=== DATASET ===
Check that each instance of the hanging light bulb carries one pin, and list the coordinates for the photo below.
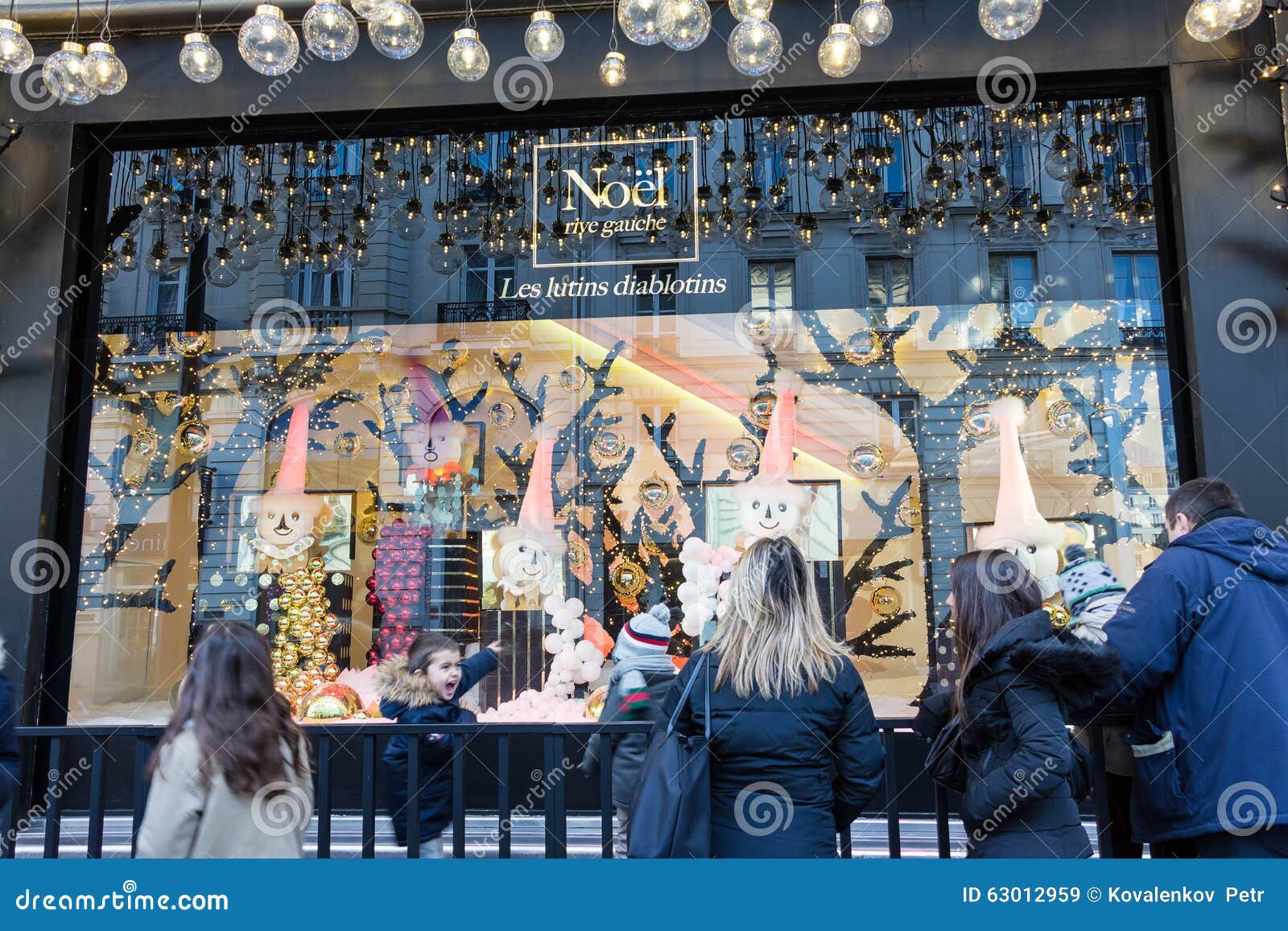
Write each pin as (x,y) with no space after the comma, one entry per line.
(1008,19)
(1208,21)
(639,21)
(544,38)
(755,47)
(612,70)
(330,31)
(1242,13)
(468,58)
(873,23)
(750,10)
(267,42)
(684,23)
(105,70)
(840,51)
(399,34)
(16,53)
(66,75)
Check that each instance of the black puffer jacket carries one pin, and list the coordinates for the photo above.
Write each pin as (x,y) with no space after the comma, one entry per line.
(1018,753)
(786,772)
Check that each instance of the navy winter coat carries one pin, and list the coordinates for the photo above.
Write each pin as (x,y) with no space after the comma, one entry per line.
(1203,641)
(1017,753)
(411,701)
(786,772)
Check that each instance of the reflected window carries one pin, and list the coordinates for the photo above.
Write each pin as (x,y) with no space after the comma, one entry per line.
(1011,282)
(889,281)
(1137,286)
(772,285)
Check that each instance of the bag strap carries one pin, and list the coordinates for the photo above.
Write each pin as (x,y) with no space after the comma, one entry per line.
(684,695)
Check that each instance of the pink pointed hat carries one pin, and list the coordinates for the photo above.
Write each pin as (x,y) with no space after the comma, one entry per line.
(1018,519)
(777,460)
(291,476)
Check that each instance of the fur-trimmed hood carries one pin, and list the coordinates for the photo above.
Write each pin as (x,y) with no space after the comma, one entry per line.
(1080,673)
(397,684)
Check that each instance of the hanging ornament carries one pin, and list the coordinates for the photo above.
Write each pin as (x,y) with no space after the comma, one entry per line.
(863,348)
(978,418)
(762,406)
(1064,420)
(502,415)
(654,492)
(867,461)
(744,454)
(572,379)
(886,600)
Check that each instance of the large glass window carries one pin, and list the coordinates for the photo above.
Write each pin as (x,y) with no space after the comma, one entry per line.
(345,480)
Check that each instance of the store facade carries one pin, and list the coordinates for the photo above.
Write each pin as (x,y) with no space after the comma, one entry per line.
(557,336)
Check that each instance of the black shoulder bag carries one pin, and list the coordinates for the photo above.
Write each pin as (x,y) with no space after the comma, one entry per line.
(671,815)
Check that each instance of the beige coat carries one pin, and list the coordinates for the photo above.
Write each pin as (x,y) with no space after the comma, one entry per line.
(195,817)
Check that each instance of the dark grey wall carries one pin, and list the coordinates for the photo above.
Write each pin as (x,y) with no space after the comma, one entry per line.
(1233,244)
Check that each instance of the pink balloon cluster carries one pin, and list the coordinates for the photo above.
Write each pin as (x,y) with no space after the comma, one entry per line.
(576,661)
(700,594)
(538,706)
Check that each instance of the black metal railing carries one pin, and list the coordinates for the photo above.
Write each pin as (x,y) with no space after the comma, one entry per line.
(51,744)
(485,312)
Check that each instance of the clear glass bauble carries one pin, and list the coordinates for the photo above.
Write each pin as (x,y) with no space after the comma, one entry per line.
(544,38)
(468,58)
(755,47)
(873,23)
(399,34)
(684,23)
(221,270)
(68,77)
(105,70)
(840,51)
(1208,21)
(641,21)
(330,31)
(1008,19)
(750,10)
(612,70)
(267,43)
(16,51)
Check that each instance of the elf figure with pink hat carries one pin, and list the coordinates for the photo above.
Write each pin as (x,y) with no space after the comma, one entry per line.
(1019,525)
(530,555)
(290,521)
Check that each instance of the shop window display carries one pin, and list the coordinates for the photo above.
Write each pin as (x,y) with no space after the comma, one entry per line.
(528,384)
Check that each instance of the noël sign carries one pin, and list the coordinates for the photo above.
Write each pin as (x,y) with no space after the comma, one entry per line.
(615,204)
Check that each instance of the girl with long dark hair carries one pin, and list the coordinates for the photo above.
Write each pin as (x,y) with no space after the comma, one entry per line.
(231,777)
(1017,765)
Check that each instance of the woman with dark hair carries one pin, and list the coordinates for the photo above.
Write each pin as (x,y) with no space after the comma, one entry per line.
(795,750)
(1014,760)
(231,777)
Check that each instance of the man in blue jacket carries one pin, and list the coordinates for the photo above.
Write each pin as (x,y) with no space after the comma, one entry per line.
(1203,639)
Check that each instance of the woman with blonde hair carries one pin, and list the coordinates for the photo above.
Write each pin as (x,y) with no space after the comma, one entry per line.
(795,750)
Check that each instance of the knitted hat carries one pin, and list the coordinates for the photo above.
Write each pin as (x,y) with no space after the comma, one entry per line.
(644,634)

---

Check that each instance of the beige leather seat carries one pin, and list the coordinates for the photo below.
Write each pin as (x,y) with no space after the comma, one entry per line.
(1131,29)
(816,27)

---

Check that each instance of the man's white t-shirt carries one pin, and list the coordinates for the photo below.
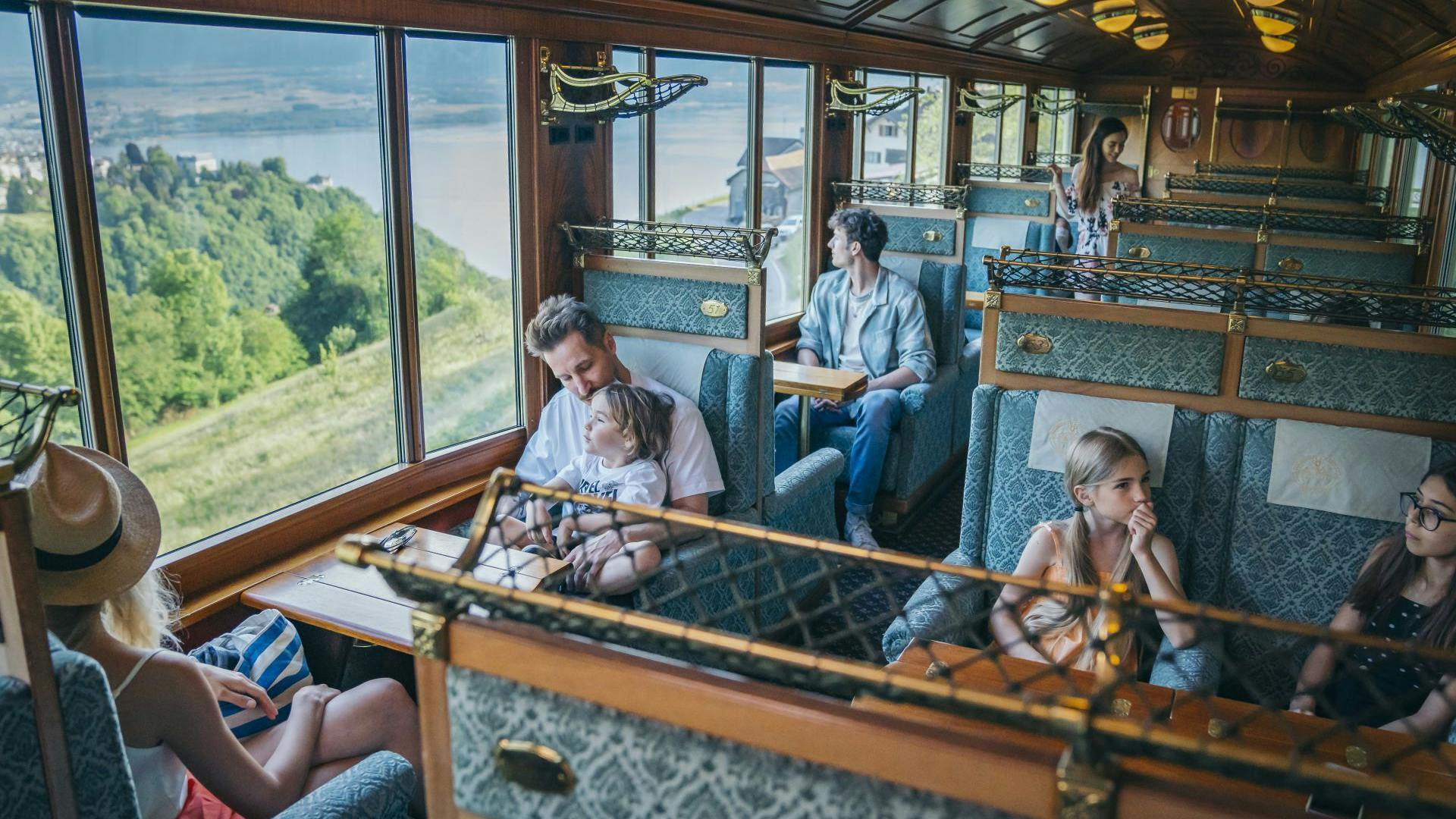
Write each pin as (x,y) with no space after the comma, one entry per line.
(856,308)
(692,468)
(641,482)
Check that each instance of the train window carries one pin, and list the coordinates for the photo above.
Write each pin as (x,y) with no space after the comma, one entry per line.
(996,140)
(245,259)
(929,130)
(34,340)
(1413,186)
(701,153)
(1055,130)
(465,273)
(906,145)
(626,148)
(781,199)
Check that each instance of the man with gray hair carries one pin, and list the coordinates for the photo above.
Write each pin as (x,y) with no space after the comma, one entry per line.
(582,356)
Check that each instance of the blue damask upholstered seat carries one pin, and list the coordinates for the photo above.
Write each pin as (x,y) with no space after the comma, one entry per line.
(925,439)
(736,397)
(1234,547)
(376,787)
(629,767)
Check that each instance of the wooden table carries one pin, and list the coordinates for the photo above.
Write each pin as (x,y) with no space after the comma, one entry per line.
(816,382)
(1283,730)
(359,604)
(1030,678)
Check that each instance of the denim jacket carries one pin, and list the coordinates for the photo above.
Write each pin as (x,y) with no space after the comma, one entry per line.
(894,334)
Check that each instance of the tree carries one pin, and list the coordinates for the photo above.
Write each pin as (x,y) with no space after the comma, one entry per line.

=== TASK ===
Collect every line of the records that contains the string "dark", and copy each one out in full.

=== EXERCISE ANSWER ===
Check that each instance of the dark grey wall carries one pin, and list the coordinates for the photo above.
Check that each instance of the girl with long dark hair carries one pin, and list the coordinates for the photo above.
Check that each instance of the woman with dark hair carries one pin, and list the coordinates for the photo above.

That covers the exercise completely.